**Your instructions**
From the entries below, retype only the lines from the one with "base in this photo." through the one with "dark uniform in this photo.", exactly as written.

(Task input)

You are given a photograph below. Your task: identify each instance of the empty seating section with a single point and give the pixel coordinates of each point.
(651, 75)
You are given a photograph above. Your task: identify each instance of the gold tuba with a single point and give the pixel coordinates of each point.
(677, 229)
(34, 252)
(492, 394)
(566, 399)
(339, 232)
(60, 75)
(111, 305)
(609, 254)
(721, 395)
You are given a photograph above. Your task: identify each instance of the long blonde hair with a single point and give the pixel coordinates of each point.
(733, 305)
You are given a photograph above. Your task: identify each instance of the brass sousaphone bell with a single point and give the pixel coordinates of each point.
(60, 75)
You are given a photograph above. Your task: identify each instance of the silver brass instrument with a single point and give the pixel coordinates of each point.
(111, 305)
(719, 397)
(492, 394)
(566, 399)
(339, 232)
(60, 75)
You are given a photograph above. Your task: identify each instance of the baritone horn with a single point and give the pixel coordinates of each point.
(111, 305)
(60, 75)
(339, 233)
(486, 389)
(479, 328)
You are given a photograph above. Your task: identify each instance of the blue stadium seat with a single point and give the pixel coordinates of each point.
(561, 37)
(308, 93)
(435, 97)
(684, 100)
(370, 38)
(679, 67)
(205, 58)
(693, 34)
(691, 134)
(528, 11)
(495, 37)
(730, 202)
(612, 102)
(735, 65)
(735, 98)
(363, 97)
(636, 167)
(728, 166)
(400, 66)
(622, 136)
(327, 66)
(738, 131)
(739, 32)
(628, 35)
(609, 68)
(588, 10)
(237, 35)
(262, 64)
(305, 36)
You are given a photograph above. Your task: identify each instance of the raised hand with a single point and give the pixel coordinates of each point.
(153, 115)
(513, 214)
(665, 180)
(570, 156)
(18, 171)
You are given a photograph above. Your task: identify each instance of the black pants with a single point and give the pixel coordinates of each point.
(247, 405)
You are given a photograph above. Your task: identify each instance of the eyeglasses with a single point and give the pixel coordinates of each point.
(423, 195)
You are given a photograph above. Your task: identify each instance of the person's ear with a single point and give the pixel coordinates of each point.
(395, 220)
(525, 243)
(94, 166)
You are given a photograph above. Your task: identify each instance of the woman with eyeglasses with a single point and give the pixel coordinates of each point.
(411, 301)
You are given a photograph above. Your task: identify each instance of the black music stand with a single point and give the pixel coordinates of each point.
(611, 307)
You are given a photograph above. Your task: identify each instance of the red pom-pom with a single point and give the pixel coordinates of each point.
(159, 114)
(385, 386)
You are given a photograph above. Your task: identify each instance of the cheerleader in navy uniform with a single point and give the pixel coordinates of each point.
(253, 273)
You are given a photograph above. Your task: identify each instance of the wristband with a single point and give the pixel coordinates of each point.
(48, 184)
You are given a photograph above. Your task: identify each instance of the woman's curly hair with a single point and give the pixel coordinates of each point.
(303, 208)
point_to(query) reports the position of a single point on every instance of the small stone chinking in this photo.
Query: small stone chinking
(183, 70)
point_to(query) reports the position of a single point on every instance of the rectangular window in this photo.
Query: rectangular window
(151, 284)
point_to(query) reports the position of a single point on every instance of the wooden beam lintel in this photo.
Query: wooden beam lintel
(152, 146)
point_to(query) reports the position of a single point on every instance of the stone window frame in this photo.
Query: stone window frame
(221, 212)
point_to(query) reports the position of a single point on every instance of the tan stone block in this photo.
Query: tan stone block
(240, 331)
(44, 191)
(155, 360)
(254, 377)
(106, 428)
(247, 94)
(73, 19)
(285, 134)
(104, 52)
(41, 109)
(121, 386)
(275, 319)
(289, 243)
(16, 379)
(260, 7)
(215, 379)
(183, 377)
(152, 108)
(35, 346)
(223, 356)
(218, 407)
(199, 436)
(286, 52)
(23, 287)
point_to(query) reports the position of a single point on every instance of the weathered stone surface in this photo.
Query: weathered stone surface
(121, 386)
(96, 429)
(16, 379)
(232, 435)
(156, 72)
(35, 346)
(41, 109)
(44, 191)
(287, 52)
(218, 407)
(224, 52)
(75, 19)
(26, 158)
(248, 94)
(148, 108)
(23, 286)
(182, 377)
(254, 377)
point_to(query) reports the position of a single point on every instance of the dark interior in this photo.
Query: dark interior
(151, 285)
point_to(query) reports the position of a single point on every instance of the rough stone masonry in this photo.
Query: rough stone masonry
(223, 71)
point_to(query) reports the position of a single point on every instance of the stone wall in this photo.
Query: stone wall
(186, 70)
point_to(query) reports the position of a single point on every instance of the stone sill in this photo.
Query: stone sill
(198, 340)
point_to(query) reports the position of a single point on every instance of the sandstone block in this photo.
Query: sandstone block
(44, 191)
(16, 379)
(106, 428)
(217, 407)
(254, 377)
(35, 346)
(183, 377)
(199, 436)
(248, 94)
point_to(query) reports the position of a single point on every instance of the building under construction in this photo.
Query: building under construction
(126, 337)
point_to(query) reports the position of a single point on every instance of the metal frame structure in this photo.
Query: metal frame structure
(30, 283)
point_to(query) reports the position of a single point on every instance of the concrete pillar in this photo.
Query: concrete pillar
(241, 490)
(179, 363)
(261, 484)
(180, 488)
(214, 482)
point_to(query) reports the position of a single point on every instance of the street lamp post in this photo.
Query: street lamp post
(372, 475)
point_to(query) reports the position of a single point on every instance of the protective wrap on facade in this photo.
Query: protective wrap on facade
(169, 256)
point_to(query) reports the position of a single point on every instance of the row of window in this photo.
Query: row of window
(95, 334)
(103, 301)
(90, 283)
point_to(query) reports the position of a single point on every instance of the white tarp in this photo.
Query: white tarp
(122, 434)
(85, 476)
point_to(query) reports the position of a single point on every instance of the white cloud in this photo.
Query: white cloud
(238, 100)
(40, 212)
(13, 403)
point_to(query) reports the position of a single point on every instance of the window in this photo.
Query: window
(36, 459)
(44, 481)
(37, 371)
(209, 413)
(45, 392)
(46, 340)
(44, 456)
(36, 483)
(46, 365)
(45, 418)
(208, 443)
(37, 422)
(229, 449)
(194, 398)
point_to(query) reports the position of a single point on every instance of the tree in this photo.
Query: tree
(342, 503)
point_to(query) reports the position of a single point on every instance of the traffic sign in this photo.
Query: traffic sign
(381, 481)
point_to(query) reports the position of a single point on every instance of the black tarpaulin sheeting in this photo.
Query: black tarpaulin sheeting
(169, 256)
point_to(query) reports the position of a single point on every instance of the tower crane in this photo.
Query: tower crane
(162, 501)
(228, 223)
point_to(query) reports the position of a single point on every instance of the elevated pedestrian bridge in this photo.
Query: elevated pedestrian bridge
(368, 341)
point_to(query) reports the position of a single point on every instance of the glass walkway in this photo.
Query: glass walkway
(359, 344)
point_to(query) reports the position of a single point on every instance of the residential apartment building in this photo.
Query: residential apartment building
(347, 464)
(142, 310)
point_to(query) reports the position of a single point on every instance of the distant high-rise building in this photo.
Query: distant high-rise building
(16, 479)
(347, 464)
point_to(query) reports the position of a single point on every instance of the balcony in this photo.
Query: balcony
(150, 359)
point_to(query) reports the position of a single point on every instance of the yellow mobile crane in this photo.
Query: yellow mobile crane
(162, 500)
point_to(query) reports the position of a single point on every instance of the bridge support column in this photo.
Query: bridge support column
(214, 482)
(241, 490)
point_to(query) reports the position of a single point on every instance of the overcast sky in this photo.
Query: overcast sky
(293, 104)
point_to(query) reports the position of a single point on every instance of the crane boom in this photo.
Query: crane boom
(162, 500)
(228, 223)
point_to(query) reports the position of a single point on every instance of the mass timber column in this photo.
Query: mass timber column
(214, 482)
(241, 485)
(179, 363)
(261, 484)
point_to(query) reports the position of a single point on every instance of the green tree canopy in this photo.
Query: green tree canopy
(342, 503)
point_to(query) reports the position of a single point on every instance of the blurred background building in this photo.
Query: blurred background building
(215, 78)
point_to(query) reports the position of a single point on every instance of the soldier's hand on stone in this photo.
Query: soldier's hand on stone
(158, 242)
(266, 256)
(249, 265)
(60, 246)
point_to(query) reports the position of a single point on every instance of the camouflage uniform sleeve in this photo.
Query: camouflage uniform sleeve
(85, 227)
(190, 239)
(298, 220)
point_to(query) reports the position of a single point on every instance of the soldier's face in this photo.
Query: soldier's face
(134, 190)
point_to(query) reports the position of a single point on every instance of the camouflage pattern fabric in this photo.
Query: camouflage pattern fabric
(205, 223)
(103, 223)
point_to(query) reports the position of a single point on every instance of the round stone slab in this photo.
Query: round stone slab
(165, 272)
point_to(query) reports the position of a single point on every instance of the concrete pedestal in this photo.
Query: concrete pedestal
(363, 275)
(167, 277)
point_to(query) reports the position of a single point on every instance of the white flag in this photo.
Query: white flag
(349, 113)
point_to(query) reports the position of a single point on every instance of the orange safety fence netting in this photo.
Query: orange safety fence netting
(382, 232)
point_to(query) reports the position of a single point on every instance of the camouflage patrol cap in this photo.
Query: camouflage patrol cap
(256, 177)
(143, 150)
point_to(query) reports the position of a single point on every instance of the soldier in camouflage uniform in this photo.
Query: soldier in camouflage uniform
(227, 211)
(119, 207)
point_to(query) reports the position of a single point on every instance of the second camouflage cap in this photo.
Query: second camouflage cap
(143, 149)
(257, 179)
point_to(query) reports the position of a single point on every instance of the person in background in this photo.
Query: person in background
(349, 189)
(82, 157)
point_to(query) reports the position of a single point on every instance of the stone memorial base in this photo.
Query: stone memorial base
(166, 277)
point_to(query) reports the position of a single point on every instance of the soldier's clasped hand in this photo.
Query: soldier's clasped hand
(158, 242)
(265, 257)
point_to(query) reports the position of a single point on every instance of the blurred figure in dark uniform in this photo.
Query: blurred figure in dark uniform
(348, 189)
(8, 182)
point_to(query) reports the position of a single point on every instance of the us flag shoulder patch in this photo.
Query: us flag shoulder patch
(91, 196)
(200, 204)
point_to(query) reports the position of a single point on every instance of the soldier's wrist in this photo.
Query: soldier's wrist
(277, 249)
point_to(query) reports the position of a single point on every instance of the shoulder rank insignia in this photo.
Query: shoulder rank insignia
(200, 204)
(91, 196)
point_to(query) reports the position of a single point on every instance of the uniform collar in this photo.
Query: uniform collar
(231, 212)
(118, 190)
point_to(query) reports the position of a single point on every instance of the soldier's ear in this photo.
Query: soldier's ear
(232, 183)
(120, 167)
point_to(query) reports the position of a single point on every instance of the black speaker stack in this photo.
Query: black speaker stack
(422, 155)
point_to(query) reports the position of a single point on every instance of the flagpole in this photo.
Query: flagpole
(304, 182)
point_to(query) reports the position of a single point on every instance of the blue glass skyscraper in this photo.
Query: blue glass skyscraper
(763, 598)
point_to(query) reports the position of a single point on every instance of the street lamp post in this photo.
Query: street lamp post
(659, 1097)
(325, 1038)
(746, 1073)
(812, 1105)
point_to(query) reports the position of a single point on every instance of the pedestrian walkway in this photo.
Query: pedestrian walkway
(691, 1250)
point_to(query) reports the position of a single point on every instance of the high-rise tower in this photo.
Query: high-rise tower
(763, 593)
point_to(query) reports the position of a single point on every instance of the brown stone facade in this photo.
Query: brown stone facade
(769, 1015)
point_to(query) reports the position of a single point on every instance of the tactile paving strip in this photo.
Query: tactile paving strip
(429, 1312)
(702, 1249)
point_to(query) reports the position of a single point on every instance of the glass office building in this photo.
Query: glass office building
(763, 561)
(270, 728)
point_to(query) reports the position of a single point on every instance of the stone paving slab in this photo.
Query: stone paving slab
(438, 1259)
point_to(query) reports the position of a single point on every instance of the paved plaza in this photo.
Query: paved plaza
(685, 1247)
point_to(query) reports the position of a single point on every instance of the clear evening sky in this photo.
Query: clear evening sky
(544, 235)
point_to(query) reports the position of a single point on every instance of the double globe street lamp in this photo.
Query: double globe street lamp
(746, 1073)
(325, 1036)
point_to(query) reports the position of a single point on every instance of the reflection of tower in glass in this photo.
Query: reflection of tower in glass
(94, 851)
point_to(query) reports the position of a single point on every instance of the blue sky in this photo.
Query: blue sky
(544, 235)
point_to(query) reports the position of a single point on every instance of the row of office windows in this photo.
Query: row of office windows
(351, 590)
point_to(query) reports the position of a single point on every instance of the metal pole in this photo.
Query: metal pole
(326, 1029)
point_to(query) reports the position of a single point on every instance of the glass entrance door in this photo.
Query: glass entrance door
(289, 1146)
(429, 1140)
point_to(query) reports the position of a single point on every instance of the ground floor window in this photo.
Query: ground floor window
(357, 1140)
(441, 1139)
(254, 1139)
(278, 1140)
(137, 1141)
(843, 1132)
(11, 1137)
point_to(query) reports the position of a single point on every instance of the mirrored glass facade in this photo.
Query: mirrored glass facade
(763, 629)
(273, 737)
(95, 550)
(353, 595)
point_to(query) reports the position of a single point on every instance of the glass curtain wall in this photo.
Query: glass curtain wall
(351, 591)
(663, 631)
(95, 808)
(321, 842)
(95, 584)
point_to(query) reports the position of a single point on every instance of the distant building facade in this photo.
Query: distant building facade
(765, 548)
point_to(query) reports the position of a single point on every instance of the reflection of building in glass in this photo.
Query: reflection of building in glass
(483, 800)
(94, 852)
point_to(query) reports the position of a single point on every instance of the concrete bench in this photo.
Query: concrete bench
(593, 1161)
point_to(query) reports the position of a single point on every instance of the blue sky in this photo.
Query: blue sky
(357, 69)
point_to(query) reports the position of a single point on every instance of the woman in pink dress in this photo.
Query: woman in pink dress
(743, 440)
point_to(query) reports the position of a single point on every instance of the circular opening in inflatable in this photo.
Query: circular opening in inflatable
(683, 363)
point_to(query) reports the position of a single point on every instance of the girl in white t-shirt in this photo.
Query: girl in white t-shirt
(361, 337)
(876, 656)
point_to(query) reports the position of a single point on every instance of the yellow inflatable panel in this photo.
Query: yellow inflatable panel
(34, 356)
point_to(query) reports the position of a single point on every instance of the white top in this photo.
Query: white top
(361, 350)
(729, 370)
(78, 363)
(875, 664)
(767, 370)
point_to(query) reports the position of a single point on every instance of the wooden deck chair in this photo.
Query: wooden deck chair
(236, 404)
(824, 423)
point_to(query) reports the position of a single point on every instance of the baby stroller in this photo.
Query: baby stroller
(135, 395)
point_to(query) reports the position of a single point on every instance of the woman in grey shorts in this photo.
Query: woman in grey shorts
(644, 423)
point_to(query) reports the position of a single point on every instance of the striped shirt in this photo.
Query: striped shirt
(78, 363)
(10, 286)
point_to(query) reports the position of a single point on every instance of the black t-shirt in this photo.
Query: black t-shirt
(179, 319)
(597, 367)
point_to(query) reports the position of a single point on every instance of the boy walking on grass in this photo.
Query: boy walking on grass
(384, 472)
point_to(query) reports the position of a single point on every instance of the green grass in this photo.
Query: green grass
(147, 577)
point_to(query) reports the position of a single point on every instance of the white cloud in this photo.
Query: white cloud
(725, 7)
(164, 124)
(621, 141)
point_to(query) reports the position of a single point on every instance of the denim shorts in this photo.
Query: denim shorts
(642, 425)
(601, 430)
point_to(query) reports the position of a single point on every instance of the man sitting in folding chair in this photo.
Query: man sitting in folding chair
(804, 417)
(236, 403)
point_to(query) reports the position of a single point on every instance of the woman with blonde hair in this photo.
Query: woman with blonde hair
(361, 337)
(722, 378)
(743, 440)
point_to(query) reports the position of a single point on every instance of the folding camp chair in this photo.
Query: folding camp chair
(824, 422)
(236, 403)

(End Task input)

**Exercise answer**
point_to(query) reports the position of a single point on every instance of the stone memorial base in this photo.
Query: stone memorial base
(166, 277)
point_to(query) reports the position of a single point on every instance of the soldier's clasped hand in this photo.
Query: soldier's clasped hand
(158, 242)
(265, 257)
point_to(query) reports the position of a single point on every instance of the blurred figure in dark uniform in this photo.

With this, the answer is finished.